Data rows:
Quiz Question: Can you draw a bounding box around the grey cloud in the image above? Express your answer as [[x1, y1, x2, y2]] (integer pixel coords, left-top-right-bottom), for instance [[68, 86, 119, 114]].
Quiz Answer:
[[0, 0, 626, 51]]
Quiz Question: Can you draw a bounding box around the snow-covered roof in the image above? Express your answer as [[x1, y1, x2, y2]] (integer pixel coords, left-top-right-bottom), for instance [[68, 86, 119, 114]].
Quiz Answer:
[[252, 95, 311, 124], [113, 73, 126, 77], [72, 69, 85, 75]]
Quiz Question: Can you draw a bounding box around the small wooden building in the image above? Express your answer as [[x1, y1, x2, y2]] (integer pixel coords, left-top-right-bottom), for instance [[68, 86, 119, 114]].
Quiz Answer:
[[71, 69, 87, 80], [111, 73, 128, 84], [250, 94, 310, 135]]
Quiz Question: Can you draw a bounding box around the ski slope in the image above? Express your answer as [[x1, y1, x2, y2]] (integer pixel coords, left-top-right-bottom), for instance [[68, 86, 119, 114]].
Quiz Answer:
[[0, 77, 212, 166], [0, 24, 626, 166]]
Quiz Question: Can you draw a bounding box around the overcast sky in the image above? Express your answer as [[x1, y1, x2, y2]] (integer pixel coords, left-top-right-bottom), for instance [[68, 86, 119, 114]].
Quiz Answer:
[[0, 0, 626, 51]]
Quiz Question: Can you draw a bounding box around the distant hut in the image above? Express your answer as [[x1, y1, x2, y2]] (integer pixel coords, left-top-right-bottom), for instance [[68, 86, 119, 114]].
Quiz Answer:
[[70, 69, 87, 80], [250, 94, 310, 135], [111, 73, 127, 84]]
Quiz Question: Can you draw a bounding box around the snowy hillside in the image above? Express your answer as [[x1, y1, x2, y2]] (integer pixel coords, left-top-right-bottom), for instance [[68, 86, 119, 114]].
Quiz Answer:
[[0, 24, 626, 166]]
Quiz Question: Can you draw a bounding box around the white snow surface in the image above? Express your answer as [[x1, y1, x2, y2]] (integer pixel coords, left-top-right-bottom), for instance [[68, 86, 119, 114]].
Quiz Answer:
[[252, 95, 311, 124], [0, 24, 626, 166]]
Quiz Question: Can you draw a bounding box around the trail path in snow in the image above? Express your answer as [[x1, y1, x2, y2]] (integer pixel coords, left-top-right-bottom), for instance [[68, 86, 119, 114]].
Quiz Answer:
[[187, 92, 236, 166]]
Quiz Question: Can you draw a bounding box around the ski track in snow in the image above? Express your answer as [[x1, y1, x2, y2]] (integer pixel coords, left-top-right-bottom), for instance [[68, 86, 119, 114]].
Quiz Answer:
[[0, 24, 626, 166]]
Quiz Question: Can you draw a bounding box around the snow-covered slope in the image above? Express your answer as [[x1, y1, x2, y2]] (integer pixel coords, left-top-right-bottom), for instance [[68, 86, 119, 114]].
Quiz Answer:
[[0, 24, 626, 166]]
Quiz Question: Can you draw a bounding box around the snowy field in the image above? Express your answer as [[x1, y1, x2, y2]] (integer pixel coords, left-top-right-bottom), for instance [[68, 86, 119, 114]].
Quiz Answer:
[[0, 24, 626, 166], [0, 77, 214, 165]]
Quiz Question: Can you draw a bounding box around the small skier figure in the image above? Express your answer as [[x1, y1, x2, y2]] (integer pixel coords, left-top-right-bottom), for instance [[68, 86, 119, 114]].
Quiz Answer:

Written exercise: Update the rows from the first line through the line containing "94, 310, 135]]" by replacing "Quiz Answer" with "Quiz Response". Leave everything else unchanged.

Response:
Quiz Question: Can you draw a bounding box around the grey cloud in the image above? Express your answer as [[x1, y1, x2, y2]] (integer pixel coords, left-top-right-bottom), for instance [[68, 86, 119, 114]].
Quiz Response:
[[0, 0, 626, 51]]
Quiz Question: Can you draw a bounding box around the snow-covered roof in the image above? Express your answer as [[x1, y1, x2, y2]] (integer pixel coords, left-top-right-bottom), for instance [[68, 86, 119, 114]].
Quiz Response:
[[252, 95, 311, 124], [113, 73, 126, 77], [72, 69, 85, 75]]
Quiz Question: Can you draw a bounding box around the small wooden building in the image above? Express your answer as [[x1, y1, x2, y2]] (integer pixel coords, left-top-right-bottom), for instance [[68, 86, 119, 114]].
Quiz Response:
[[71, 69, 87, 80], [111, 73, 128, 84], [250, 94, 310, 135]]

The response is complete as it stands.